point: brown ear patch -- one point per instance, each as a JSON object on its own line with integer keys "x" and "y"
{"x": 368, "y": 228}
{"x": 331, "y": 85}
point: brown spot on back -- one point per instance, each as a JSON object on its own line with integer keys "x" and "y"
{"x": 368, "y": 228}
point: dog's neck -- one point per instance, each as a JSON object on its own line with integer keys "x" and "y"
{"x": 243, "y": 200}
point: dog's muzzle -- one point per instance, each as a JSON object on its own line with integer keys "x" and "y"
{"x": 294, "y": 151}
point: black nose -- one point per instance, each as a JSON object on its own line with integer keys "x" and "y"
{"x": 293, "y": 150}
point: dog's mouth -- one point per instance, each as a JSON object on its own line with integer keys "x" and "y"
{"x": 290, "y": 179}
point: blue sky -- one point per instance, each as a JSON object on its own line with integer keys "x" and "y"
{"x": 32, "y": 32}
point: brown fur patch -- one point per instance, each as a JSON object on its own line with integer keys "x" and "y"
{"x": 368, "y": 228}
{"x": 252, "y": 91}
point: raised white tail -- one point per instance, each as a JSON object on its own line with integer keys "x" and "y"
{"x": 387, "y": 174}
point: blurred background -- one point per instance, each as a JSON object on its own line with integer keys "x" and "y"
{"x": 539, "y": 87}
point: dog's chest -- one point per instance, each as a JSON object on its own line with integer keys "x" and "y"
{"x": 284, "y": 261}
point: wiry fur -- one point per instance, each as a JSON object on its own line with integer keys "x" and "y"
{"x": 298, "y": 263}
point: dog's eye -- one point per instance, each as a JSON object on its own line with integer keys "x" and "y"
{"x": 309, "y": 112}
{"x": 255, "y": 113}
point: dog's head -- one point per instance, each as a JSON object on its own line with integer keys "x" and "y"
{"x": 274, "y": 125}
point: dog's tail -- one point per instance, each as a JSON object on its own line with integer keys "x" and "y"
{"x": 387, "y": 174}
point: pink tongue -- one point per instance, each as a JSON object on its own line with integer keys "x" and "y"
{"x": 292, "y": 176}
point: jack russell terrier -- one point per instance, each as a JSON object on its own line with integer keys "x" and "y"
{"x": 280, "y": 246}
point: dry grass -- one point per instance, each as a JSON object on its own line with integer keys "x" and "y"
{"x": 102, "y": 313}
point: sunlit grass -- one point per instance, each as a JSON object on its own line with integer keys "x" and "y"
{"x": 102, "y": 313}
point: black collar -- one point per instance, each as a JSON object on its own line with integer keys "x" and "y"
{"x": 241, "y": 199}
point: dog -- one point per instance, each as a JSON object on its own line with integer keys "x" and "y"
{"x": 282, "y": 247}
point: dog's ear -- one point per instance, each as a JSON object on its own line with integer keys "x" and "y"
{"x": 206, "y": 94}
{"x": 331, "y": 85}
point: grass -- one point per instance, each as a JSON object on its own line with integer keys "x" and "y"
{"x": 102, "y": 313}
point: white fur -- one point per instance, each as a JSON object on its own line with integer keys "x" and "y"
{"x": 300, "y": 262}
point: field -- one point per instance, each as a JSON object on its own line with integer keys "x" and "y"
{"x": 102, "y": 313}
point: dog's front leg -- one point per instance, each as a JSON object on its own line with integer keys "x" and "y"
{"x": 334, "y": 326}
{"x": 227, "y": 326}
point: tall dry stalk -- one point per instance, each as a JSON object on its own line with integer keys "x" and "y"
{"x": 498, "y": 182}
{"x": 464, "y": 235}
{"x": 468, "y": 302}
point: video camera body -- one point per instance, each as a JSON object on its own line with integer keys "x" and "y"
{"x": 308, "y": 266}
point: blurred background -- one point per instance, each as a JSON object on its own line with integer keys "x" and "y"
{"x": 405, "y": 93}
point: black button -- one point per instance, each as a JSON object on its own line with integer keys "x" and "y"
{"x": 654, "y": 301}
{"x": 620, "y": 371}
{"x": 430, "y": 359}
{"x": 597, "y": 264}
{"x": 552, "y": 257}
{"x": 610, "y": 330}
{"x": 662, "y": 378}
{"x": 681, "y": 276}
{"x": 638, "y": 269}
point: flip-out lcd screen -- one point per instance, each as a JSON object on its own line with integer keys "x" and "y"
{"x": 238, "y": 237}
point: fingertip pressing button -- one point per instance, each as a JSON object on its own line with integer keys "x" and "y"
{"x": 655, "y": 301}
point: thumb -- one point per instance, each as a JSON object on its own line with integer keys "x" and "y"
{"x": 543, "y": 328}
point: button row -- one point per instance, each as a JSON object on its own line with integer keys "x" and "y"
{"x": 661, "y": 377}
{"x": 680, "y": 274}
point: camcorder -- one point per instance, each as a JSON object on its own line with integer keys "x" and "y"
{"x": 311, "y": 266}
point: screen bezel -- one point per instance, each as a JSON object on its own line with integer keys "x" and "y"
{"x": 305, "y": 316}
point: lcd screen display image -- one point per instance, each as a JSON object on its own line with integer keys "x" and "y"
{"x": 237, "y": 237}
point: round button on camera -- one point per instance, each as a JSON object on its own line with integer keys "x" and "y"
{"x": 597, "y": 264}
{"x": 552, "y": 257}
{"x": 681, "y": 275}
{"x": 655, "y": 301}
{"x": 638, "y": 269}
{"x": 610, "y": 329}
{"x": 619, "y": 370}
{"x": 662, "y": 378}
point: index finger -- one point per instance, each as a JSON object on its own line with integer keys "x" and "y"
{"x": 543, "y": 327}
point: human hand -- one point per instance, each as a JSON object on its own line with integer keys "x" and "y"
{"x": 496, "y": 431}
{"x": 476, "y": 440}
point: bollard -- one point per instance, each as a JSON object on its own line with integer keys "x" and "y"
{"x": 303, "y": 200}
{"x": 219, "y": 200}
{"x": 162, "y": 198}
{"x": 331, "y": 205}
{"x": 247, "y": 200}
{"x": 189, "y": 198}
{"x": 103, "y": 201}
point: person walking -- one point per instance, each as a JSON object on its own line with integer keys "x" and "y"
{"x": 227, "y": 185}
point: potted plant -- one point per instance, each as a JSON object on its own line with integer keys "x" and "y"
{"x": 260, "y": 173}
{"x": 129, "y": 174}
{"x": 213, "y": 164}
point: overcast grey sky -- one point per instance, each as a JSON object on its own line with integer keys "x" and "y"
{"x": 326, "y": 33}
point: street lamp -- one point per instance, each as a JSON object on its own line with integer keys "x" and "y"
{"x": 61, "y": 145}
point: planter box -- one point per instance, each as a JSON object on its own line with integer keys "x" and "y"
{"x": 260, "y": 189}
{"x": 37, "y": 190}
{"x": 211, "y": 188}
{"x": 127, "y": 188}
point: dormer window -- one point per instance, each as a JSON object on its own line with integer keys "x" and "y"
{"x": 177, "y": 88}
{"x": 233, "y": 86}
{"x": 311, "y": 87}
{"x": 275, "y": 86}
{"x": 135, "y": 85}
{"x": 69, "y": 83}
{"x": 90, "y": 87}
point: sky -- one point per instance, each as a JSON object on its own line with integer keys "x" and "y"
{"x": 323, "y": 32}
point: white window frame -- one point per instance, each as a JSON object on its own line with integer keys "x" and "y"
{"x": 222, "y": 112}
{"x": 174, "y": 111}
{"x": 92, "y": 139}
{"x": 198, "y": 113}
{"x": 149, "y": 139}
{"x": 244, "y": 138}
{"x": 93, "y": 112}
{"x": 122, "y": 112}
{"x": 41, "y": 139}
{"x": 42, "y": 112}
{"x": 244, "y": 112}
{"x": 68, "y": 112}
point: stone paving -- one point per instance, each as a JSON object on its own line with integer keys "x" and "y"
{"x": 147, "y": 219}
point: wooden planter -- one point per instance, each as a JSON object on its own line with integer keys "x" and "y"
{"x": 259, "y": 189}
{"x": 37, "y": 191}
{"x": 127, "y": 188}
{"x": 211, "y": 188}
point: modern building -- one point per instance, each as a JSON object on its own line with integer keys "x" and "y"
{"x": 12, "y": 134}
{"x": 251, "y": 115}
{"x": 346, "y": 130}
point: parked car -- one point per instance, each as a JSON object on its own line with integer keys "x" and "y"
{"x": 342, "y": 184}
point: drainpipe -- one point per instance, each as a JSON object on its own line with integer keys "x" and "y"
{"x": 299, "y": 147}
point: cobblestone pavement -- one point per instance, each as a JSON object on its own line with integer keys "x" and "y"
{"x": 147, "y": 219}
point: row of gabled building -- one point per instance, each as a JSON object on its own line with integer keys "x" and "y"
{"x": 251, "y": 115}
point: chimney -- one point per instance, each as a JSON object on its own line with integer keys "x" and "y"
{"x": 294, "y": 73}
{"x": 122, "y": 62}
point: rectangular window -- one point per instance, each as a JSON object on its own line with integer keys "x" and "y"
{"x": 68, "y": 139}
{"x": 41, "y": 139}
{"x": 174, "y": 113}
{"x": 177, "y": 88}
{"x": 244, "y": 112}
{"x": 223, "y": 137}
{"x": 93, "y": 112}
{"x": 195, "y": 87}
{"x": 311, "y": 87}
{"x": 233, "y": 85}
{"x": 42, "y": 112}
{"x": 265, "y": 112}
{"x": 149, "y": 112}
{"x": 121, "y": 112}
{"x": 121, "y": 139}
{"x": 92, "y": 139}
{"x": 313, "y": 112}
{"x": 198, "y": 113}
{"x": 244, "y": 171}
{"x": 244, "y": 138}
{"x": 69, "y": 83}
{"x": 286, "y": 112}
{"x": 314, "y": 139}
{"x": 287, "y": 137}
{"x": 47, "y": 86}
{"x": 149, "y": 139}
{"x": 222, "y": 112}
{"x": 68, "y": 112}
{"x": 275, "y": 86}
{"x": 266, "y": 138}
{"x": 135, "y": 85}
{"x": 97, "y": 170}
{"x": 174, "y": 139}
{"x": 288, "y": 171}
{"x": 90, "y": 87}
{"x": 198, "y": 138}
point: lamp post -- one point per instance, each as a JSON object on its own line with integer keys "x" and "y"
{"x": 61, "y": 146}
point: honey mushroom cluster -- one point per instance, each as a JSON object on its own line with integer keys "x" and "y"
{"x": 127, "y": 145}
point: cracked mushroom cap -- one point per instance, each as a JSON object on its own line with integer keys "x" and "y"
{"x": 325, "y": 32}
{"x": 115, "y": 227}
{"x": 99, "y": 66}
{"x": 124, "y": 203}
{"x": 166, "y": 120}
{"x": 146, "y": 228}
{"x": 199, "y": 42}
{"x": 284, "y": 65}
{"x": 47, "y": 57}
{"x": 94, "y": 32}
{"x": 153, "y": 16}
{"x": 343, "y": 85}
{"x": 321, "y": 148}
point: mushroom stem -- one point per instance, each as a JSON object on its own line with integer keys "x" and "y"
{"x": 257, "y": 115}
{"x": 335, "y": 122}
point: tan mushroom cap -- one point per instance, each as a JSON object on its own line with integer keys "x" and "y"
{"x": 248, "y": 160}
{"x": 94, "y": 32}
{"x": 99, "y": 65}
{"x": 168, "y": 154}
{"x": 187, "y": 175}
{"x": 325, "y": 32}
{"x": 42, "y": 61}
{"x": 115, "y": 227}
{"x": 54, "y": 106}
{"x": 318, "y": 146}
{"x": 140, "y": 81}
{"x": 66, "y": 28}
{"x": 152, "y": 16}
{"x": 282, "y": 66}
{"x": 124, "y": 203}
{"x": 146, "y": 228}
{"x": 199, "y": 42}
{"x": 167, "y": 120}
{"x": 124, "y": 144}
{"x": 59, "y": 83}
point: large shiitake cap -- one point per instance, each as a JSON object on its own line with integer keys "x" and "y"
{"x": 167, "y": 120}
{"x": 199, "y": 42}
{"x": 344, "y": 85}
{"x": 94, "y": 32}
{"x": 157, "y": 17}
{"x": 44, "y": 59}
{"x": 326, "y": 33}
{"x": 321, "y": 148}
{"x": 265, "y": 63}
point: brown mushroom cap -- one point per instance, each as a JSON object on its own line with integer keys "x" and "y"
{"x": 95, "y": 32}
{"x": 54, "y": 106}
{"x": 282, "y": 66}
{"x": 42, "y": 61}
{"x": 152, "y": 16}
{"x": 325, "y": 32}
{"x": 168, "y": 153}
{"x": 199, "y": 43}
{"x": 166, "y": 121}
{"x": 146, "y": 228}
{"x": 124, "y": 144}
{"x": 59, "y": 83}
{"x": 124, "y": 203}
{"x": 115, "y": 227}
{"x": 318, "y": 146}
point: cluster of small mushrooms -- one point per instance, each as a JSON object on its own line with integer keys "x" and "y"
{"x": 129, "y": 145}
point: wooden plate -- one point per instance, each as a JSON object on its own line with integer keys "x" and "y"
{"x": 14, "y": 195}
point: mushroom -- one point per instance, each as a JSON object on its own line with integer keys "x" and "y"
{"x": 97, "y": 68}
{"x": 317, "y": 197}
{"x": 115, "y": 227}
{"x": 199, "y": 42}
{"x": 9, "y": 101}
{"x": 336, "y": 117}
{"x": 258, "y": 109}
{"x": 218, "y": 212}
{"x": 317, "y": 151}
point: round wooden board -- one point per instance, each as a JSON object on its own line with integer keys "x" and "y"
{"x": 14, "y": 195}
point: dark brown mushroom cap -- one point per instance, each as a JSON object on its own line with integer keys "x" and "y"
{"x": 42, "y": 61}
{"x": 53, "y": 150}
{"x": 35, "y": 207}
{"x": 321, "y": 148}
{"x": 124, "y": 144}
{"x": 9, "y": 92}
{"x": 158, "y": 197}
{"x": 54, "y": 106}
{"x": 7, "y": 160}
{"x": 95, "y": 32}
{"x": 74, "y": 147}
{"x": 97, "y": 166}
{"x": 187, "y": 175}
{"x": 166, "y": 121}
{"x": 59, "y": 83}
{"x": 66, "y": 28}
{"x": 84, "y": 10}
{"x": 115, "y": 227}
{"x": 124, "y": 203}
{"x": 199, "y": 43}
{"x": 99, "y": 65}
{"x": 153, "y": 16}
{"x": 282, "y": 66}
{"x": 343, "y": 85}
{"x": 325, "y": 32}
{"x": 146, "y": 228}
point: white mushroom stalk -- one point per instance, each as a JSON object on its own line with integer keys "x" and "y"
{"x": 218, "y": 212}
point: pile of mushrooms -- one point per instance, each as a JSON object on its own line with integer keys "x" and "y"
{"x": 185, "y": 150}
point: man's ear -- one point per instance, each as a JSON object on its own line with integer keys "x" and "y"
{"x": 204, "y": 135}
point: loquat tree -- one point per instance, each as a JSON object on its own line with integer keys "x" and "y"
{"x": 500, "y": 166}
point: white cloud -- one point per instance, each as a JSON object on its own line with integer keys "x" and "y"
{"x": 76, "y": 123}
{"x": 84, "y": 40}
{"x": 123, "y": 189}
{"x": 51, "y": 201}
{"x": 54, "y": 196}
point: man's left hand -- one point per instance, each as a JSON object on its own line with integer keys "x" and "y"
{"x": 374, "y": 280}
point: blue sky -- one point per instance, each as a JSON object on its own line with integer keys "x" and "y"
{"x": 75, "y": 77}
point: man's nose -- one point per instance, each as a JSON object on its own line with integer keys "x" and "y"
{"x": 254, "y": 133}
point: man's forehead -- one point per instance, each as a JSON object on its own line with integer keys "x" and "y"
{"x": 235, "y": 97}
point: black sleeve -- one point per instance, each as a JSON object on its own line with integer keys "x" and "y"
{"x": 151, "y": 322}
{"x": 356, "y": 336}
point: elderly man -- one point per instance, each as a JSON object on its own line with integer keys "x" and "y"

○ ○ ○

* **What to do**
Retype, exactly as written, each line from the one that has "point: loquat tree" to the bottom of the entries above, and include both of those lines.

* **Answer space**
point: loquat tree -- one point per instance, each as a JSON object on its own line with integer keys "x" and "y"
{"x": 500, "y": 166}
point: white cloud -- one point per instance, each as a JSON object on its own line with integer keys "x" and "y"
{"x": 76, "y": 123}
{"x": 84, "y": 40}
{"x": 123, "y": 189}
{"x": 51, "y": 201}
{"x": 54, "y": 196}
point: man's left hand -- one point per instance, each as a JSON object on its own line with integer keys "x" and "y"
{"x": 374, "y": 280}
point: blue sky -- one point per instance, each as a JSON object on its own line with integer keys "x" and "y"
{"x": 75, "y": 77}
point: man's nose -- one point per instance, each as a JSON object on its own line with integer keys "x" and "y"
{"x": 254, "y": 133}
point: man's forehead -- one point per instance, each as a JSON object on its own line with integer keys "x" and "y"
{"x": 235, "y": 97}
point: black sleeve -- one point per instance, each as a JSON object on its own line with integer keys "x" and "y"
{"x": 151, "y": 322}
{"x": 356, "y": 336}
point: elderly man -- one point per instance, each as a JSON object on its own line with integer keys "x" and "y"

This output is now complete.